Parts of the exercise -
(1) From the recession-proof business chapter, extract the passage starting at "This is the ideal" and ending at "modest market differentiation.".
(2) Answer these questions using the recession-proof business chapter:
(a) Who wrote Blue Ocean Strategy?
(b) What is Price Club now known as?
(c) Which two compliments does the writer value most?
(3) Carry on writing the recession-proof business chapter from the point where it stops.

Text excerpt -
** Begin **
The Recession-Proof Business: Chapter 3
Rule #3: Make Your Business Competition-Proof
While ensuring customer demand is necessary to create a recession-proof business, by itself it’s not enough. There is still the competition factor. When you have strong customer demand but even stronger competition it’s still possible to lose.
So the next step in the recession-proof business formula is to make your business competition-proof by marginalizing or making your competitors irrelevant to your customers.
Here’s how to do this.
Once you’ve found a problem that gets worse for customers during a recession, solve that problem in a unique way – this is the key to making a business competition-proof or at least partially insulated from the actions of competitors. This uniqueness factor is very important. When you’re able to offer a unique product or service that solves an escalating problem for customers, you are able to connect increasing demand with limited supply. In short, you create a “mini” monopoly.
This is the ideal position to be in during a recession: strong customer demand with little to no competition. Offering something unique to the marketplace is the key to marginalizing your competition.
The Blue Ocean – Beyond Market Differentiation
At first glance, this rule for recession-proofing your business seems to suggest that market differentiation is important. But, as you’ll see from the following examples, to really recession-proof your business you need to go well beyond modest market differentiation.
The best book on this topic is called Blue Ocean Strategy by INSEAD business school professors W. Chan Kim and Renée Mauborgne. In my opinion, Blue Ocean Strategy is one of the two best books ever written on the topic of strategy (the other being Competitive Strategy by Michael Porter).
I’m not often a fan of books written by ivory tower business school professors who have never had profit and loss responsibility. The ideas are usually interesting but not always practical. However, Blue Ocean Strategy is remarkably insightful and practical.
For me, this is very big praise. The two compliments that I value the most, both in giving to others and in receiving myself, are “insightful” and “practical.” An idea, concept, or tool is insightful when it is factually supported but not always obvious. In the world of ideas, it gives you an edge in leading your business in a direction that you might not otherwise have taken without this “insight.” Usually an insightful idea, once understood, is powerful in its simplicity and jibes with common sense. But often this perspective isn’t achieved until someone has explained the insight – unlocking one’s appreciation for the idea.
An idea is practical if it’s useful in the real world and can make numbers move on the profit and loss statement. Thus a great idea is one that gives you an edge, especially one that you wouldn’t have noticed on your own, and is useful in the real world. The ideas in Blue Ocean Strategy pass both these tests. They are both insightful and useful.
Let me explain the concept behind Blue Ocean Strategy so you will notice how companies like the Coors Brewing Company and Price Club (now known as Costco) used it to create new markets that dominated.
** End **
Records shown -
** Begin **
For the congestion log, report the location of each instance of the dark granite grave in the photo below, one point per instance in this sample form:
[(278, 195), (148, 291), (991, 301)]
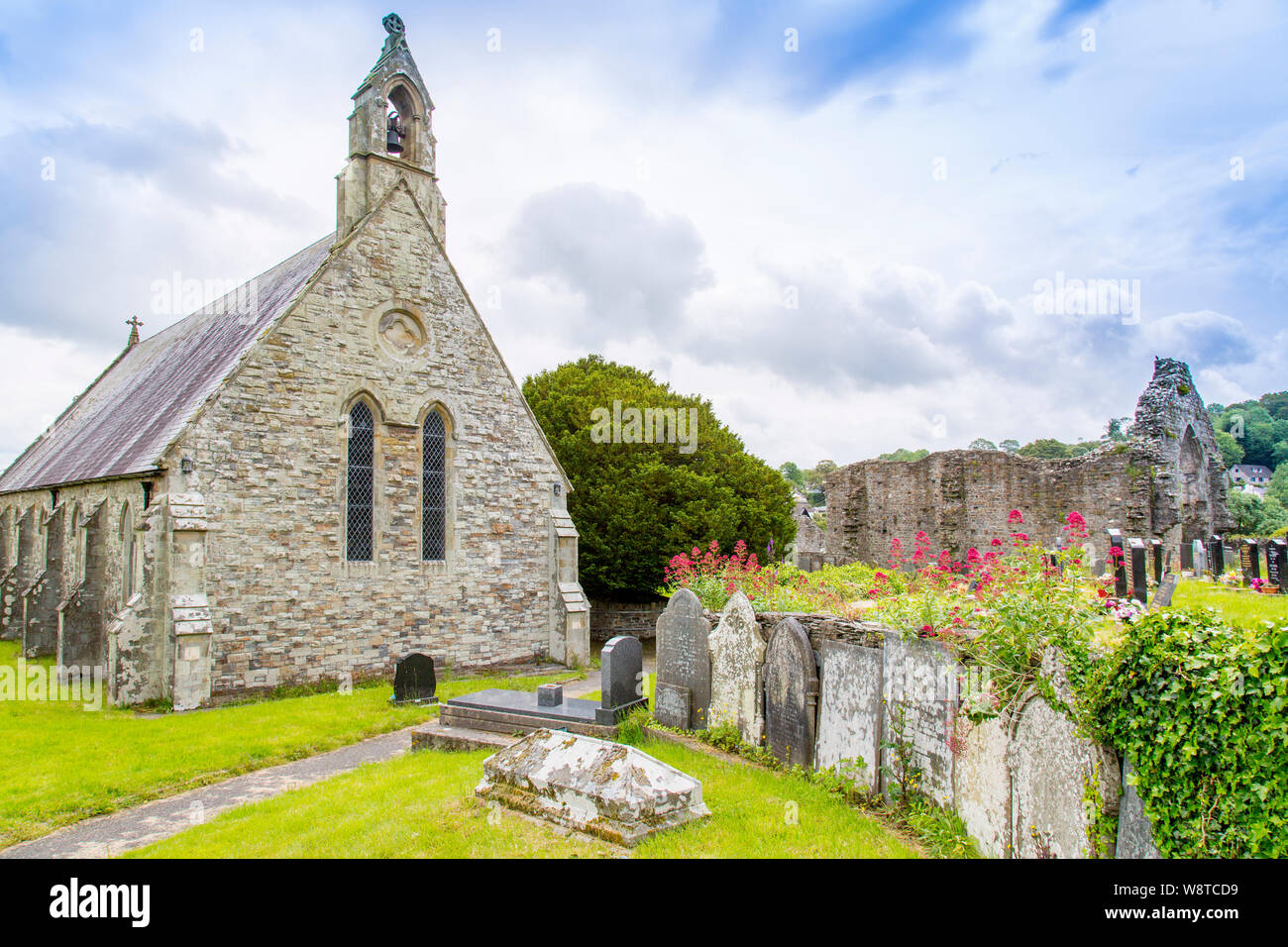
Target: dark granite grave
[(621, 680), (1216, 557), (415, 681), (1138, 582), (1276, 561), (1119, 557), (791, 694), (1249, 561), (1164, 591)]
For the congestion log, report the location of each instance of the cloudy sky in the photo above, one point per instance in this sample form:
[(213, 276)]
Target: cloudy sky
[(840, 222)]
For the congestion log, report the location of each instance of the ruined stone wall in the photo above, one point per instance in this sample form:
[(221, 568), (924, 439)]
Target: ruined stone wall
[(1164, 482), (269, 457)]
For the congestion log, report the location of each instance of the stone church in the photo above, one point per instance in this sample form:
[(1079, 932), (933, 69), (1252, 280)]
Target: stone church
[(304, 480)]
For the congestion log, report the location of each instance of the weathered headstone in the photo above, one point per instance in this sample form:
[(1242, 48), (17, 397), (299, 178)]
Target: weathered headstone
** End **
Results for the exercise -
(1)
This is the ideal position to be in during a recession: strong customer demand with little to no competition. Offering something unique to the marketplace is the key to marginalizing your competition.
The Blue Ocean – Beyond Market Differentiation
At first glance, this rule for recession-proofing your business seems to suggest that market differentiation is important. But, as you’ll see from the following examples, to really recession-proof your business you need to go well beyond modest market differentiation.

(2)
(a) W. Chan Kim and Renée Mauborgne, professors at INSEAD business school.
(b) Costco.
(c) "Insightful" and "practical."

(3)
Blue Ocean Strategy argues that there are two types of markets. One market is characterized by many competitors all trying to do essentially the same thing. These companies bloody each other in trying to compete for the same customers in the same way. And by doing so, they bloody the waters, creating a “red ocean.”
While these companies do their best to differentiate their products and services, the range of differentiation is quite narrow. An example of this would be the many e-commerce websites that sell music CDs via the Internet. All these competitors offer the same selection and shipping options, essentially only competing on price – again bloodying the waters in that market.
In contrast, a blue ocean is created when a company goes off in a radically different direction. In essence, it finds a “blue ocean” that is completely absent of competition. This usually involves finding an underserved customer segment to focus on, creating a product/service combination that’s radically different from pre-existing options, or doing both.
An example of a company creating a blue ocean would be Apple’s wildly successful iPod and iTunes combination. Steve Jobs at Apple correctly realized that consumers did not want music CDs, they just wanted music, period. Apple came up with the iPod portable digital music player that allowed thousands of songs to be stored digitally so that you could take your entire music library with you on the go.
Next, they created the iTunes online music download service. Instead of being forced to buy an entire CD that may only contain one song that you really want, iTunes made it possible to buy just the one song you really wanted. They also developed a new digital rights management system that would prevent piracy – a key obstacle that had earlier prevented major music labels from selling music this way.
The combination of a cool-looking portable music player, a digital download music service, and the piracy protection assurance that attracted music labels in droves, created a radically different approach to providing music to consumers. Within months, Apple acquired 60-80 percent market share in the online music industry and has held it ever since.
While Apple pulled off its blue ocean strategy during a boom economy, the approach is equally effective in an economic recession or depression.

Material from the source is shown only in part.